Robert Schumann was born on June 8th, 1810, in the German Saxon town of Zwickau—the fifth and last child of August Schumann and Johanna Christiana Schumann née Schnabel. His father’s successful bookselling business provided well for their family, and instilled in Robert a lifelong interest in literature. At age seven, after Schumann’s frequent singing made his parents aware of his musical talent, Schumann began taking piano lessons from Johann Gottfried Kuntsch—a local organist. Apart from, at age sixteen, having to cope with the death of his nineteen-year-old sister Emilie and the death of his father just weeks later, Schumann lived a comfortable childhood, nurturing his competing interests in music and literature while attending private school.
Robert Schumann graduated from the Zwickau Lyceum at age eighteen, upon which he moved to Leipzig and enrolled at Leipzig University as a law student to fulfill his mother’s wishes. However, he attended few classes, if any, instead engaging with the city’s music scene and studying piano. Deciding to become a concert pianist, he convinced his mother by letter to support him in a musical career and began a rigorous piano regimen under Friedrich Wieck, who was considered one of the world’s leading pedagogues due to the pianistic success of his nine-year-old daughter, Clara Wieck. Unfortunately, between 1829 and 1832, Schumann ruined his right hand through the use of Johann Bernhard Logier’s ‘Chiroplast’—a supposed hand-strengthening mechanism that Schumann hoped would accelerate his pianistic progress—rendering him unable to continue pursuing a career as a pianist. But only weeks after deeming his hand ‘incurable,’ he decided to fully commit himself to composition instead.

▶ Set task A
In the Schumann biography, what caused Robert Schumann to give up his plan of becoming a concert pianist? Explain in one to three sentences.
▶ Set task B
Please print the part of the Schumann biography starting at "Robert Schumann was" and ending at "attending private school.".

▶ Dataset content
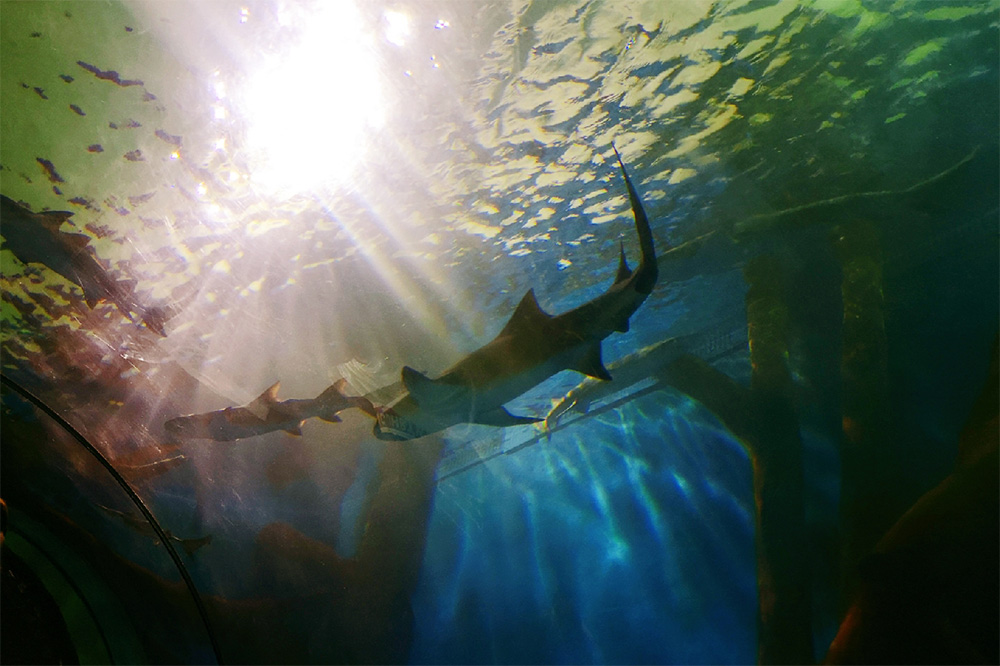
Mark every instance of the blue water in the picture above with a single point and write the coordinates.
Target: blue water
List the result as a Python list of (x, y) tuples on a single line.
[(625, 540)]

▶ Output A
Between 1829 and 1832 he ruined his right hand by using Johann Bernhard Logier's "Chiroplast," a supposed hand-strengthening mechanism he hoped would speed up his progress at the piano. The damage left him unable to continue pursuing a career as a pianist.

▶ Output B
Robert Schumann was born on June 8th, 1810, in the German Saxon town of Zwickau—the fifth and last child of August Schumann and Johanna Christiana Schumann née Schnabel. His father’s successful bookselling business provided well for their family, and instilled in Robert a lifelong interest in literature. At age seven, after Schumann’s frequent singing made his parents aware of his musical talent, Schumann began taking piano lessons from Johann Gottfried Kuntsch—a local organist. Apart from, at age sixteen, having to cope with the death of his nineteen-year-old sister Emilie and the death of his father just weeks later, Schumann lived a comfortable childhood, nurturing his competing interests in music and literature while attending private school.